Items from a data source:
★ ★ ★ ★ ★

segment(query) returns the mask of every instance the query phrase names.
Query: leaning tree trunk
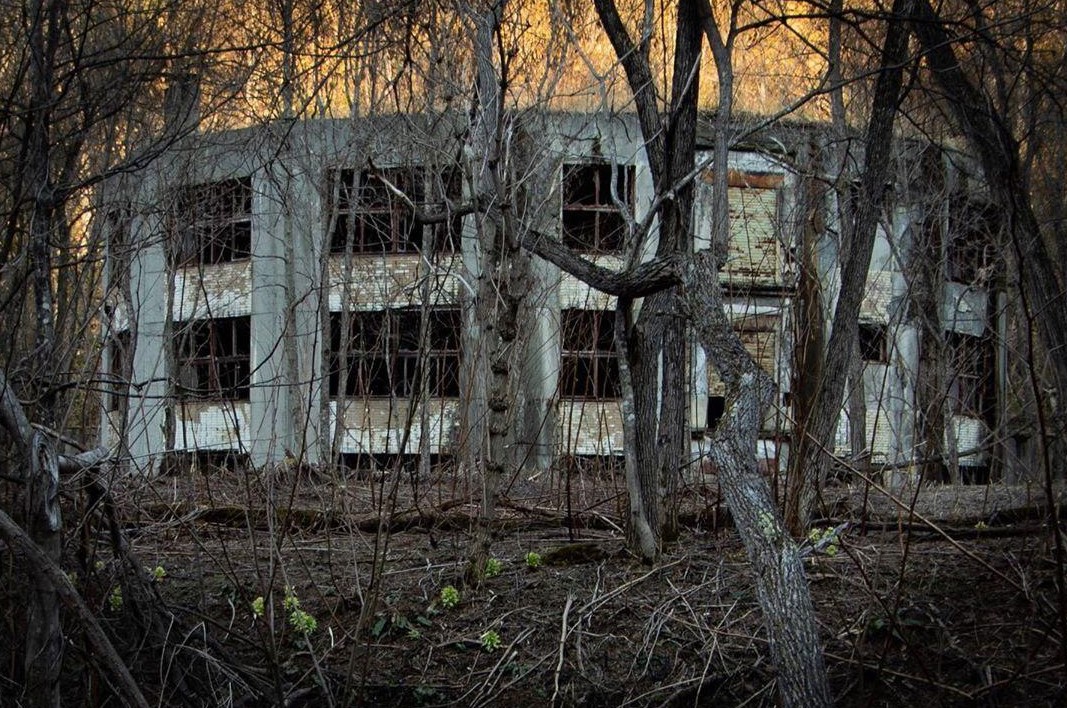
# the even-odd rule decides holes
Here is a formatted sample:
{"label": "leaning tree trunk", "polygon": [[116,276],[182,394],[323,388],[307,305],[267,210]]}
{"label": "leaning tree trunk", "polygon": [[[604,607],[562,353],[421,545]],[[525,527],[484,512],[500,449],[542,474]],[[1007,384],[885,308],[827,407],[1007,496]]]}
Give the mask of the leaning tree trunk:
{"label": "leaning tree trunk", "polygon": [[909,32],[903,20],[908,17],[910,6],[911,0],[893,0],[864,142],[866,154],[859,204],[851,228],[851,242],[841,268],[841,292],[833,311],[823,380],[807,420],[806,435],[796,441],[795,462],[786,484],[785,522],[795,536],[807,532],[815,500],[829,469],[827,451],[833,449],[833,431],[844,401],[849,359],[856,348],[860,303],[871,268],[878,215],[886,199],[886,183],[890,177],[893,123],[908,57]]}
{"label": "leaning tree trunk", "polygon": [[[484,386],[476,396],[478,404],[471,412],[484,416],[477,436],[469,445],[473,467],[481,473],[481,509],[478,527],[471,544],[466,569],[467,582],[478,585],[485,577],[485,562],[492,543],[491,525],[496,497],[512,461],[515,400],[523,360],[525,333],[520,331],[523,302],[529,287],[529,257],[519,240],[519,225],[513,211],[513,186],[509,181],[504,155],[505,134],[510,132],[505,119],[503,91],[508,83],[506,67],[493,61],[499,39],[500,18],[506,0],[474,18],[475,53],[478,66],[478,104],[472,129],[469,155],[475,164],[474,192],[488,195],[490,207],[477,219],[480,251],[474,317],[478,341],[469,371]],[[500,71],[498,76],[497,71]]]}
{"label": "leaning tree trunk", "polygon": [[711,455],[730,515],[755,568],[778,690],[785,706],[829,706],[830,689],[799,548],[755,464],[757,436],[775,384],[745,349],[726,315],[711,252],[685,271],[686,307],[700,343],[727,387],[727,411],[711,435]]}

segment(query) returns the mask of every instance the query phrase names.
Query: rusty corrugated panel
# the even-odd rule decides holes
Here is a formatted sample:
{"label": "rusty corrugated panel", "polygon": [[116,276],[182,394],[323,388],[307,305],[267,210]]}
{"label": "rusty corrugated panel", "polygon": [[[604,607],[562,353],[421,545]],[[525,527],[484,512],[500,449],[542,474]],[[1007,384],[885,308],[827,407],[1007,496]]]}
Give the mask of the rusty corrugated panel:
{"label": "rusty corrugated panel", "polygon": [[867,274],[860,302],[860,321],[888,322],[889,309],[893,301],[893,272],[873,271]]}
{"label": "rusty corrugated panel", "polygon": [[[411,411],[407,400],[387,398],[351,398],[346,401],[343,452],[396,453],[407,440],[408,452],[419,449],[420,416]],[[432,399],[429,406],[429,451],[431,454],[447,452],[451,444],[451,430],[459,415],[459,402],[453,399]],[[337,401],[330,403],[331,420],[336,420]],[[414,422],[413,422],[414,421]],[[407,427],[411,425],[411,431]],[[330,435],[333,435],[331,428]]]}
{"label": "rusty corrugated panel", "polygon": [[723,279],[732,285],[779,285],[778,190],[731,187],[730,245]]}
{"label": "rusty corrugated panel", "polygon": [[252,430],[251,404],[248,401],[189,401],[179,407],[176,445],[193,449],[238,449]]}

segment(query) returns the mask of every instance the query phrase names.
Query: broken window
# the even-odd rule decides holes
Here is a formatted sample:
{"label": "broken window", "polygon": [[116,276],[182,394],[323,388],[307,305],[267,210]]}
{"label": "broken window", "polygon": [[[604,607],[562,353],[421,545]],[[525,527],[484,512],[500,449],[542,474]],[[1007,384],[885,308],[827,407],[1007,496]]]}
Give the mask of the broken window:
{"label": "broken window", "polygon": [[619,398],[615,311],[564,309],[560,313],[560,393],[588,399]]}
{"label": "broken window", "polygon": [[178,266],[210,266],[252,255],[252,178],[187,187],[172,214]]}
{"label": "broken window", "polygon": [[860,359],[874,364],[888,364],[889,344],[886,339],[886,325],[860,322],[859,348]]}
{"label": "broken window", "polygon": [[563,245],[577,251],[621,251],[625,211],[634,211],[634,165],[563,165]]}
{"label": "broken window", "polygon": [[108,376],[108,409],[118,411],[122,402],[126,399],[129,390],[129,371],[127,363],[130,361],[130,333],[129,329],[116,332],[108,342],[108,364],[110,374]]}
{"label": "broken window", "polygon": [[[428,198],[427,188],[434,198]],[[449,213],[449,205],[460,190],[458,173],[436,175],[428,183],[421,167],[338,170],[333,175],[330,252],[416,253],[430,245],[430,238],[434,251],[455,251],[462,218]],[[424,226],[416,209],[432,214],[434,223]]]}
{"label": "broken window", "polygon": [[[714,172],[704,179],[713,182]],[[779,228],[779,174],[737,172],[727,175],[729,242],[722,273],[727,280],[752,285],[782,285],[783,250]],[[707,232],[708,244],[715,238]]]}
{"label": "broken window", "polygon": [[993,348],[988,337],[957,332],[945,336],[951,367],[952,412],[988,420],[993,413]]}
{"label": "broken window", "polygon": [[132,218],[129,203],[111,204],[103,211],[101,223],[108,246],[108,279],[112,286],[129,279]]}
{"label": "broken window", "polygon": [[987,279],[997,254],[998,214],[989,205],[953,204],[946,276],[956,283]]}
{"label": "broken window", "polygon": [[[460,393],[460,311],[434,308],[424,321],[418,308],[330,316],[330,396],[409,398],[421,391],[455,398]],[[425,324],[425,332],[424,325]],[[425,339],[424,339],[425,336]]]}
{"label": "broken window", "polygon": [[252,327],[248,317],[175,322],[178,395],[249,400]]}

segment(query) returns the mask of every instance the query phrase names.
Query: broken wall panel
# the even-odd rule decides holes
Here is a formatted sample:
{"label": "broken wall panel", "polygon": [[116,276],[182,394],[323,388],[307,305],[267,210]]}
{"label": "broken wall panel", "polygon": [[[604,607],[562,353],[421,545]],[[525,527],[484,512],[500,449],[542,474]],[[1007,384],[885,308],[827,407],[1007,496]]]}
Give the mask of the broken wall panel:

★ ★ ★ ★ ★

## Given instruction
Collect every line of the data above that contains the word "wall" and copy each one out in full.

## Answer to this exercise
Query: broken wall panel
{"label": "broken wall panel", "polygon": [[116,276],[182,394],[323,388],[307,305],[267,210]]}
{"label": "broken wall panel", "polygon": [[[604,607],[562,353],[421,545]],[[525,527],[484,512],[500,449],[542,474]],[[1007,384],[885,308],[827,407],[1007,496]]]}
Give the mask of the broken wall panel:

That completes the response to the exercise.